EXERCISE INPUT:
────────────────────────────────────────
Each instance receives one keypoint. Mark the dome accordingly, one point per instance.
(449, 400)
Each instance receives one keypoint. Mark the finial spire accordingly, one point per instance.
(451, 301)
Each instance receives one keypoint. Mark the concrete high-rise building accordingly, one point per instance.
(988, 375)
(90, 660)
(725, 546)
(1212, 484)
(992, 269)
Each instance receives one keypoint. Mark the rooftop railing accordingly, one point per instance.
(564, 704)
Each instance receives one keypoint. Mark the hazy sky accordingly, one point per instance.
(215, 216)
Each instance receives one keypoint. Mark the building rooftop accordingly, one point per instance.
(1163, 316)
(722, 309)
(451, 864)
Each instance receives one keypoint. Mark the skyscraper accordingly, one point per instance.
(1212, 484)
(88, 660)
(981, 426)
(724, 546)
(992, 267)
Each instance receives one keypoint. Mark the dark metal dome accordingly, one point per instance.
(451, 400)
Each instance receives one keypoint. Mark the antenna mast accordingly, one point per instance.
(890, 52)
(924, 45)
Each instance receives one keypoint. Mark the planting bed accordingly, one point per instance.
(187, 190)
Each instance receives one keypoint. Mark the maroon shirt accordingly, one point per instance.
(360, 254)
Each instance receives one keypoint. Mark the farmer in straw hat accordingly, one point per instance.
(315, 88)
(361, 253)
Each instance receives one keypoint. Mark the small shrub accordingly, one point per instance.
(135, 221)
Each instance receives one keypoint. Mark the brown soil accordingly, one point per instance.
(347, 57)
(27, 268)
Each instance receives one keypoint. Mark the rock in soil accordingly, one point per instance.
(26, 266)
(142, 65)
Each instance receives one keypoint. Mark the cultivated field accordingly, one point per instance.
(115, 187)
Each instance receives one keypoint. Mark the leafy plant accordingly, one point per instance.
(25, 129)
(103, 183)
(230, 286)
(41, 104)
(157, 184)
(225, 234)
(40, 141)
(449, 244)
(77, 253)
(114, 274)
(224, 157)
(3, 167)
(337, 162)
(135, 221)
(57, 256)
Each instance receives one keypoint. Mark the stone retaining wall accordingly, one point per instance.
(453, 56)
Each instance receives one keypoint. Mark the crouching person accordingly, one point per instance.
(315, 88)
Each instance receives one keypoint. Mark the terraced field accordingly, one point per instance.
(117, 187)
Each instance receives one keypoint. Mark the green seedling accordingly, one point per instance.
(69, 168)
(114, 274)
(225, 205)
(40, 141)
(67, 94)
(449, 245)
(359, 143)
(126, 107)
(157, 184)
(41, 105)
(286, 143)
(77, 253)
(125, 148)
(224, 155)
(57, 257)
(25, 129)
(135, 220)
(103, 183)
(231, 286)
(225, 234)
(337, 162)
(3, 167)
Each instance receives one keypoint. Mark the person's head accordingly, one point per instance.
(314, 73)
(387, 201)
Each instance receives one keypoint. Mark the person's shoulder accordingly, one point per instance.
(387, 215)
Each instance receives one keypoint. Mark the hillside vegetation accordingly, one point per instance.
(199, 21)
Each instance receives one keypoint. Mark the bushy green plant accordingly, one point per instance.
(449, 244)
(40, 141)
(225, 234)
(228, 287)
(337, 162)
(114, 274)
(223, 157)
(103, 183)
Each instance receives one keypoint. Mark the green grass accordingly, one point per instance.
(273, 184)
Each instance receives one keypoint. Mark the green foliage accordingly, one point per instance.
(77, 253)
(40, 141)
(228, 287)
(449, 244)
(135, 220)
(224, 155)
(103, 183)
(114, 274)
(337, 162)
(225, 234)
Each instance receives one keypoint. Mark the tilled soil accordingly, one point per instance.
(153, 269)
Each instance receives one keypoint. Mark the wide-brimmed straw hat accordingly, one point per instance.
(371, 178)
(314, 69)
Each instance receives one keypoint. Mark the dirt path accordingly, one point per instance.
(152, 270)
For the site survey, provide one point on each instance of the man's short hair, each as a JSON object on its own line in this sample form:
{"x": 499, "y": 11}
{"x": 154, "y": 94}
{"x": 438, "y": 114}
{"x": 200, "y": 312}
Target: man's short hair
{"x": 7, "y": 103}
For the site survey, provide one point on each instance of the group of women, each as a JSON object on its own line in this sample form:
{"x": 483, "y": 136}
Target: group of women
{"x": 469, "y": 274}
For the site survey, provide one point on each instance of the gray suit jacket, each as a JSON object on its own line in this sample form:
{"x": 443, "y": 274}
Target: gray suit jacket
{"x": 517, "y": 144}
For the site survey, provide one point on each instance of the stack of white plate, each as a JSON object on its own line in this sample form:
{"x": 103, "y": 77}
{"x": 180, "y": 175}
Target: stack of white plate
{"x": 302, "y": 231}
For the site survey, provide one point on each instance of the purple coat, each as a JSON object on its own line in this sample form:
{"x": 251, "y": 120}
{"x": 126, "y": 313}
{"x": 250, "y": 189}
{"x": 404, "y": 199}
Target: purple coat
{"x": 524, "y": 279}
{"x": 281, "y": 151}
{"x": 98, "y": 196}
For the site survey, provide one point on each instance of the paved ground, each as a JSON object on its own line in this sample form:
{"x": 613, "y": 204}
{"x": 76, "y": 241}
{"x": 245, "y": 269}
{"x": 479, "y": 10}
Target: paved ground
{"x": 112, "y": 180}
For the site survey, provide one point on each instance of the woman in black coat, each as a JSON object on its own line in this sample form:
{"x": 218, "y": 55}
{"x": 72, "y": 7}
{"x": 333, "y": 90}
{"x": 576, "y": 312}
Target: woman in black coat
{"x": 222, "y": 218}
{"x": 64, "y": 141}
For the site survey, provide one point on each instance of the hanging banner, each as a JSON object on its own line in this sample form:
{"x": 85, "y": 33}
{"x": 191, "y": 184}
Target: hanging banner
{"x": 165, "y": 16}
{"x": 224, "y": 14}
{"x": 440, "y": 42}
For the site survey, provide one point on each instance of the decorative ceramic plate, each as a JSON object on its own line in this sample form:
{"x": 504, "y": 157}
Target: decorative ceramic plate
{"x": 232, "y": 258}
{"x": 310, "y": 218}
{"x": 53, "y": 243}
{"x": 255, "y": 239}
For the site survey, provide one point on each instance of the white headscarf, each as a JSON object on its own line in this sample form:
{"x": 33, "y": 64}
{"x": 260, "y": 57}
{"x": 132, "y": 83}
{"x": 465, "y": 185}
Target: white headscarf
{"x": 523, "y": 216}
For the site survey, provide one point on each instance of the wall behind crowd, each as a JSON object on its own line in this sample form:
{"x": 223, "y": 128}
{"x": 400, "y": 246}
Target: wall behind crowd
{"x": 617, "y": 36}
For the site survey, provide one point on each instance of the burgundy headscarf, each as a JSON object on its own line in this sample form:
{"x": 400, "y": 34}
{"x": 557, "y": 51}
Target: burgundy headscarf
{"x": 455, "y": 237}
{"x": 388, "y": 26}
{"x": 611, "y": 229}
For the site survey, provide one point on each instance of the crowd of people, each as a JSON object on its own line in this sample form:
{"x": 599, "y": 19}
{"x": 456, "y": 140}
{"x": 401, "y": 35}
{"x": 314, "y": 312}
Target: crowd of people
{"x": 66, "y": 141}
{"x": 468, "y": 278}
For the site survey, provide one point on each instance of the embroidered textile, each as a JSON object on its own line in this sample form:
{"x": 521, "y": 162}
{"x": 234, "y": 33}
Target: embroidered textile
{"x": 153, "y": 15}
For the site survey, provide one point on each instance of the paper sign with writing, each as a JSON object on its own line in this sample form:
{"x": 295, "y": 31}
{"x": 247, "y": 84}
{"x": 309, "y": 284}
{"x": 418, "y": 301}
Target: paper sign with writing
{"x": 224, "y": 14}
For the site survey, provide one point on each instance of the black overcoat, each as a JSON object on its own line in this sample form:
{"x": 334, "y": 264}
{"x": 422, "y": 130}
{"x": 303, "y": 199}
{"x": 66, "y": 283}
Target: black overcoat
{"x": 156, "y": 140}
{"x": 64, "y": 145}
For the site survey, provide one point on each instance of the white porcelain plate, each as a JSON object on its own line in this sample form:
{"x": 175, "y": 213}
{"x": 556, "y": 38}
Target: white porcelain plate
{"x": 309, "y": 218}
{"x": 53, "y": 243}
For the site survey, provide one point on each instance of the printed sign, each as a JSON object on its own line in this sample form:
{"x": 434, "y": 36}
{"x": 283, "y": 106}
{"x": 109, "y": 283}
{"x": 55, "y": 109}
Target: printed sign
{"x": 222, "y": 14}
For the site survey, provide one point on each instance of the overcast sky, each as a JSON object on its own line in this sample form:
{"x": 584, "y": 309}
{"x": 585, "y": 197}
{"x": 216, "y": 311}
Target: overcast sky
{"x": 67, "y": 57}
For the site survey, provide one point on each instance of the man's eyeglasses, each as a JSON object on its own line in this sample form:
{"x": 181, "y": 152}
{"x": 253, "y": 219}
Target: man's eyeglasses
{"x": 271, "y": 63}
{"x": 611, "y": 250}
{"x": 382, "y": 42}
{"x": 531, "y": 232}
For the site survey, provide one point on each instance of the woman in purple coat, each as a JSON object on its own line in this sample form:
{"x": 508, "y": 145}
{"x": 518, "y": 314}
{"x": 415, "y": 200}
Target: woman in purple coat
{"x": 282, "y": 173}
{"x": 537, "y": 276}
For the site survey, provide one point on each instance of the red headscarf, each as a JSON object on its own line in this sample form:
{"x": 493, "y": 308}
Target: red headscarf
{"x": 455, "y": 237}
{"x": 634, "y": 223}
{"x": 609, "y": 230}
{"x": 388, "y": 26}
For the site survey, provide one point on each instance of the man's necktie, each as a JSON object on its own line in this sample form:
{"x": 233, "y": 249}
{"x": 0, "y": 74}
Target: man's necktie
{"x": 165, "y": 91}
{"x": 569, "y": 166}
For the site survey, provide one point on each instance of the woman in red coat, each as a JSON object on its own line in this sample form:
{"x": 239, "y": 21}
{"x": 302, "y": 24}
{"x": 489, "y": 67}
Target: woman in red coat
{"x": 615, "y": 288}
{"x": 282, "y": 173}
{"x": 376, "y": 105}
────────────────────────────────────────
EXERCISE DETAILS:
From the entries above, write out only the lines starting at the line that holds "of the overcast" and ending at the line that holds "the woman in purple", keeping both and matching them exactly.

ANSWER TO THE PROBLEM:
For the site survey, provide one point on each instance of the overcast sky, each as a JSON object on its own line in this sample form:
{"x": 584, "y": 309}
{"x": 585, "y": 197}
{"x": 216, "y": 311}
Target: overcast sky
{"x": 67, "y": 57}
For the site survey, provide one point on each instance of the man's eyeglasses, each as a JSON object on its own line in this sample form:
{"x": 181, "y": 152}
{"x": 253, "y": 219}
Target: man's eyeglasses
{"x": 271, "y": 63}
{"x": 611, "y": 250}
{"x": 382, "y": 42}
{"x": 531, "y": 232}
For the site survey, provide one point on each instance of the woman in purple coat, each as a JSON object on its own line in this sample form:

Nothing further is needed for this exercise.